What this task involves
Extract the entries in their exact form.

____ Supplied records

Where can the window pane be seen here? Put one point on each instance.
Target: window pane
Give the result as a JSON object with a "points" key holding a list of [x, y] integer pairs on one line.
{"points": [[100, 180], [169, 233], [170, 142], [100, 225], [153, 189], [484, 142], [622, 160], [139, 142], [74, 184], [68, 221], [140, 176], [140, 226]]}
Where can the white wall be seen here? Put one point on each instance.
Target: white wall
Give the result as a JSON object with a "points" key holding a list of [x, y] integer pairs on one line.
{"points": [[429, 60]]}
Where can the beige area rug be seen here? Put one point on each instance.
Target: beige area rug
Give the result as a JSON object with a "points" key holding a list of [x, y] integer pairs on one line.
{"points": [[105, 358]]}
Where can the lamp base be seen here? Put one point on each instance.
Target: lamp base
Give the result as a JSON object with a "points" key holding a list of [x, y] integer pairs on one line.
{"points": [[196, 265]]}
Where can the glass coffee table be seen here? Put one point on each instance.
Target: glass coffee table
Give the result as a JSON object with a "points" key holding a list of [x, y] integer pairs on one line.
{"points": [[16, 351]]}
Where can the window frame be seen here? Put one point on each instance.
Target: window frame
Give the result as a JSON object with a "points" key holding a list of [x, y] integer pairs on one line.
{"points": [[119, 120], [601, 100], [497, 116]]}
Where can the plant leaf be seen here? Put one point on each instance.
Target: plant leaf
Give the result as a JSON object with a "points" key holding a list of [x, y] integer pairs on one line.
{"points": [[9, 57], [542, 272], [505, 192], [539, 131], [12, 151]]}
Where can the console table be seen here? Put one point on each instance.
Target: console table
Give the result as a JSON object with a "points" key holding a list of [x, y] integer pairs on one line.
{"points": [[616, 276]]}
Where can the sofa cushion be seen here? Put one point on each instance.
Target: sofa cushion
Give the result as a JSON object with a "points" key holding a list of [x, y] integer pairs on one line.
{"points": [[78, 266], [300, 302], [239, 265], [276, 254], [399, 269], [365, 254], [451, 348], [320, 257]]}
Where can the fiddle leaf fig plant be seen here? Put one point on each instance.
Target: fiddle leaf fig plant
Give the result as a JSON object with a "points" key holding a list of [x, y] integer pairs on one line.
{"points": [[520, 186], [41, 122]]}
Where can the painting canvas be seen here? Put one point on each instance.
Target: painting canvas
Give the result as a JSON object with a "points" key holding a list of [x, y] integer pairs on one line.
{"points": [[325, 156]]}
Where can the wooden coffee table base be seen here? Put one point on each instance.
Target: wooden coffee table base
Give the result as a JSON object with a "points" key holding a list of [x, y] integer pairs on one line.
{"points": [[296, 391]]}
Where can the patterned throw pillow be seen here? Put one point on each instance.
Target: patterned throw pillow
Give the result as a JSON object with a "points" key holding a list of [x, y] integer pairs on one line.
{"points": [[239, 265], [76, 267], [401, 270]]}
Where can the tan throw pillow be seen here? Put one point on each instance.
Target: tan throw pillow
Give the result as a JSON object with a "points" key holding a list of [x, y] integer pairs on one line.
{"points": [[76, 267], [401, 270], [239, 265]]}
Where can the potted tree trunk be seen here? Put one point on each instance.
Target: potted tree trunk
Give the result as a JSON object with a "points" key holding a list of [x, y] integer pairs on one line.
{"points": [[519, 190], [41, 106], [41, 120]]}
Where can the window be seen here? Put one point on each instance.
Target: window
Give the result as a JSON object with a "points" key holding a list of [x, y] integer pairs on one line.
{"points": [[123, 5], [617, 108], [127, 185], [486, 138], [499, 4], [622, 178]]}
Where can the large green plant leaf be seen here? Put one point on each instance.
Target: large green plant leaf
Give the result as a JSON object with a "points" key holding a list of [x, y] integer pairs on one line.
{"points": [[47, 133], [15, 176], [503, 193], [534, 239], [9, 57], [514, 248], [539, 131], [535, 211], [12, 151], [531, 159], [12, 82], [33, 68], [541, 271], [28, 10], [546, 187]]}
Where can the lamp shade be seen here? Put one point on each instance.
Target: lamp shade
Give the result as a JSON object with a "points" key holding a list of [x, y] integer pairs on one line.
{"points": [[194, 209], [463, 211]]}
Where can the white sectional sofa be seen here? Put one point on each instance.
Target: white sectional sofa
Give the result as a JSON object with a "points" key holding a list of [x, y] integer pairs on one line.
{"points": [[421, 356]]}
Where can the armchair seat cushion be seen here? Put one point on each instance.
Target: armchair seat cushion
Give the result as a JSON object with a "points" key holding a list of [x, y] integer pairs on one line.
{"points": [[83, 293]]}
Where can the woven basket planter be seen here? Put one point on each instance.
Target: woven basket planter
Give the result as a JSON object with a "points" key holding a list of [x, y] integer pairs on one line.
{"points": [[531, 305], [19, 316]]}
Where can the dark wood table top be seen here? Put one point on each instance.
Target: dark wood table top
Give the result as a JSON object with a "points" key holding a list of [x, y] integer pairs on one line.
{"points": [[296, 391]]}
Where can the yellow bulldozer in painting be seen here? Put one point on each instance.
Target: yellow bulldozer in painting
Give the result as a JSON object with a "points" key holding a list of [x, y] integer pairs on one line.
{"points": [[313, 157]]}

________

Completed exercise
Where can the window pane be seen here? Put one point on each instance.
Target: window pane
Give the result as a JSON object with a "points" key holding a list of [x, y] integer pairs on one line.
{"points": [[100, 180], [169, 233], [170, 142], [100, 225], [153, 189], [484, 142], [622, 160], [139, 142], [74, 184], [68, 221], [140, 176], [140, 226]]}
Where can the white wall be seen here? Put one point on each instance.
Target: white wall
Give the result as a JSON object with a "points" key holding a list of [x, y] integer pairs on one line.
{"points": [[429, 60]]}
Where can the beige area rug be seen here? Put one point on each instance.
Target: beige area rug
Give the result as a JSON object with a "points" key holding a list of [x, y] integer pairs on one line.
{"points": [[105, 358]]}
Where can the lamp base be seen here? Put one point on each instance.
Target: lamp base
Give the result as a JSON object with a "points" key holding a list of [x, y] integer pairs on one line.
{"points": [[196, 265]]}
Where can the glass coffee table be seen here? Put one point on each instance.
Target: glass coffee table
Give the result as a JSON object with a "points" key holding a list of [x, y] integer pairs on one line.
{"points": [[16, 351]]}
Where can the window frame be seen here? Put one point on each instance.
Target: window frame
Give the result as a JSON object with a "points" key holding a list of [x, y] integer pairs on one line.
{"points": [[119, 120], [601, 100], [497, 116]]}
Where can the plant leaf be seen here? Put one point on each instance.
Target: plant leaf
Give the result as a JSON object with a "points" key holding a list of [x, y] integer pairs on one line.
{"points": [[9, 57], [542, 272], [505, 192], [539, 131], [12, 151]]}
Where can the console table be seen here? Put one point on each instance.
Target: console table
Give the result as a JSON object with a "points" key holding a list of [x, y] integer pairs on one line.
{"points": [[616, 276]]}
Where can the sofa cushion be seen here? Put one point on each instance.
Target: sofa cushion
Give the result as a JSON object with a "points" key holding a list of [x, y] integer pairs on one line.
{"points": [[78, 266], [300, 302], [239, 265], [276, 254], [399, 269], [365, 254], [451, 348], [320, 257]]}
Where can the fiddle leaf fig plant be seen here? Put one point on each instance.
Target: fiddle leaf fig plant
Give the result as a JSON object with a "points" key holding a list of [x, y] integer pairs on one line.
{"points": [[520, 186], [41, 122]]}
Where can the painting canvas be seen here? Put one point on each instance.
Target: painting canvas
Give the result as a JSON object with a "points" key holding a list of [x, y] integer pairs on one line.
{"points": [[325, 156]]}
Where can the wooden coffee table base be seen here? Put one point on each instance.
Target: wooden coffee table base
Give the result as a JSON object with a "points" key holding a list of [x, y] integer pairs on one line.
{"points": [[296, 391]]}
Where can the patterned throw pillow be seen here? Put one point on each instance.
Target: patterned throw pillow
Give the result as a JSON object with a "points" key holding a list of [x, y] integer pairs on one line.
{"points": [[239, 265], [76, 267], [401, 270]]}
Where can the tan throw pillow be seen here? Put one point on each instance.
Target: tan throw pillow
Give the result as a JSON object with a "points" key holding a list of [x, y] integer pairs on one line.
{"points": [[76, 267], [401, 270], [239, 265]]}
Where can the potted tree trunk be seen here? Put one point on each instance.
Target: potted tree trunk
Give the result as a JSON object with a "points" key holding a list of [x, y] integer pairs on one line.
{"points": [[519, 190], [41, 106], [41, 120]]}
Where can the window be seen here? Put one point on each instance.
Target: window
Give the result as a JSON object with a "points" key holding a list of [x, y] integer pairs on one line.
{"points": [[123, 5], [617, 108], [127, 185], [486, 138], [499, 4], [622, 178]]}
Where can the large green plant leaf be seen here? Put one point on each instance.
Target: large green plant leaf
Give the result as a JSON object with a "points" key holding a list of [x, y] integer pairs on one line.
{"points": [[47, 133], [15, 176], [503, 193], [534, 239], [9, 57], [514, 248], [539, 131], [535, 211], [12, 151], [531, 159], [12, 82], [33, 68], [541, 271], [28, 10], [546, 187]]}
Where can the lamp shade be seen here? Put one point on each instance.
Target: lamp shade
Give the result as a JSON object with a "points" key holding a list of [x, y] integer pairs on one line.
{"points": [[194, 209], [463, 211]]}
Where can the white sectional sofa be seen here? Put one point on each instance.
Target: white sectional sofa
Give the result as a JSON object with a "points" key holding a list of [x, y] integer pairs on one line.
{"points": [[421, 356]]}
Where can the armchair seat cushion be seen here? Put one point on each instance.
Target: armchair seat cushion
Give the result as a JSON object with a "points" key holding a list of [x, y] integer pairs on one line.
{"points": [[83, 293]]}
Where can the woven basket planter be seen here? Put one point on each instance.
Target: woven basket planter
Give the result as a JSON object with a "points" key holding a list of [x, y] integer pairs on one line.
{"points": [[531, 305], [19, 316]]}
Where can the dark wood table top be seen here? Put one point on each instance.
Target: dark wood table top
Give the result as a JSON object with a "points" key holding a list of [x, y] integer pairs on one line.
{"points": [[296, 391]]}
Where can the yellow bulldozer in painting be seen here? Put one point on each instance.
Target: yellow bulldozer in painting
Give the result as a JSON object with a "points" key holding a list of [x, y] integer pairs on one line.
{"points": [[313, 157]]}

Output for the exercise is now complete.